### TASK
Return every line of the records that contains the string "segment".

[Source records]
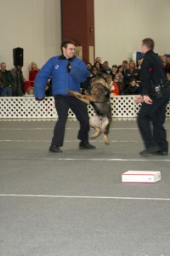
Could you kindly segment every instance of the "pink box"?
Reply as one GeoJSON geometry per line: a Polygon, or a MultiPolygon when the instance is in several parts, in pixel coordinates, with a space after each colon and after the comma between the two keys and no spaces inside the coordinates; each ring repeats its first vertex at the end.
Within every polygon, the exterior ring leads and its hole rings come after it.
{"type": "Polygon", "coordinates": [[[122,174],[122,183],[155,183],[161,180],[161,172],[128,171],[122,174]]]}

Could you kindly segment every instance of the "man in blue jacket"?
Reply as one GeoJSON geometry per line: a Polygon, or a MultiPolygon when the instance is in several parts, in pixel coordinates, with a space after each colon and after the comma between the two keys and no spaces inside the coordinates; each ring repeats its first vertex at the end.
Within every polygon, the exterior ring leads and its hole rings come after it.
{"type": "Polygon", "coordinates": [[[62,55],[50,58],[36,76],[34,93],[37,100],[45,97],[45,86],[52,76],[52,91],[58,113],[58,121],[49,151],[60,153],[63,146],[68,110],[71,108],[80,123],[78,139],[80,149],[94,149],[88,143],[89,118],[86,103],[68,94],[67,90],[80,92],[80,83],[89,75],[86,64],[75,56],[75,43],[71,40],[61,44],[62,55]]]}

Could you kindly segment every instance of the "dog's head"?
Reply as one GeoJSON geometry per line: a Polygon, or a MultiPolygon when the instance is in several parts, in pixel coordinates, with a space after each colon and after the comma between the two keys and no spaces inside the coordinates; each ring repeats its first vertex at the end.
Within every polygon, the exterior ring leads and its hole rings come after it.
{"type": "Polygon", "coordinates": [[[105,97],[109,96],[107,80],[103,74],[97,75],[91,79],[88,92],[91,95],[97,96],[99,101],[105,101],[105,97]]]}

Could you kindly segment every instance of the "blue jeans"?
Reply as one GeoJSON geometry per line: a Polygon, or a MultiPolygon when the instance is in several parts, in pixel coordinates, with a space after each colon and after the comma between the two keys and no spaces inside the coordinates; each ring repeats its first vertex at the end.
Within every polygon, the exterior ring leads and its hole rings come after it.
{"type": "Polygon", "coordinates": [[[12,97],[12,87],[4,87],[0,94],[2,97],[12,97]]]}

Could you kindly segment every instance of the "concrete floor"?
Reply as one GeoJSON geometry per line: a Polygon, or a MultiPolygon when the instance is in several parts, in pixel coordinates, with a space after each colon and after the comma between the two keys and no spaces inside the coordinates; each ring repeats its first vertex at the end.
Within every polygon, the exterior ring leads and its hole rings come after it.
{"type": "Polygon", "coordinates": [[[110,145],[100,136],[87,151],[68,121],[64,152],[48,153],[54,125],[0,121],[0,255],[169,256],[169,156],[139,155],[135,120],[114,121],[110,145]],[[122,183],[128,170],[162,180],[122,183]]]}

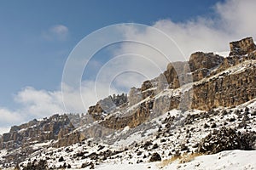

### RIGHT ANSWER
Could you kindly segment every instance of the "pink box"?
Could you kindly segment every instance of the "man in blue jacket"?
Could you kindly segment every instance of the "dog's head"?
Could you kindly segment every instance of the "blue jeans"?
Could you kindly segment every instance of the "concrete floor"?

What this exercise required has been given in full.